Start of Record extracts

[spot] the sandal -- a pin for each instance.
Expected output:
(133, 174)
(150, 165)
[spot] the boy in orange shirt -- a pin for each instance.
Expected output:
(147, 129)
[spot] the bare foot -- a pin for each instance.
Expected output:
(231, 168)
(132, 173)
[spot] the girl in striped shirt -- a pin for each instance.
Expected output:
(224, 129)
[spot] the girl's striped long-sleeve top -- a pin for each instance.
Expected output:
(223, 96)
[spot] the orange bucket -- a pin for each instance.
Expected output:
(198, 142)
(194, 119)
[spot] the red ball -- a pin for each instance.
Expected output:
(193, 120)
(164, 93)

End of Record extracts

### What you will do
Transcribe the full set of records without altering a single character.

### Solved problem
[spot] the sandal -- a pin for each instance.
Expected output:
(133, 174)
(150, 165)
[spot] the boy in orange shirt -- a pin for each instance.
Expected output:
(147, 129)
[spot] the bare foot -- a pin for each instance.
Expected output:
(231, 168)
(132, 173)
[spot] the girl in striped shirt -- a pin for each instance.
Expected output:
(224, 129)
[spot] the girl's striped long-sleeve top -- a pin for each instance.
Expected output:
(223, 96)
[spot] the orange bucket -- a pin for each instance.
Expected output:
(198, 142)
(194, 119)
[spot] the red ball -- a pin for each instance.
Expected output:
(193, 120)
(164, 93)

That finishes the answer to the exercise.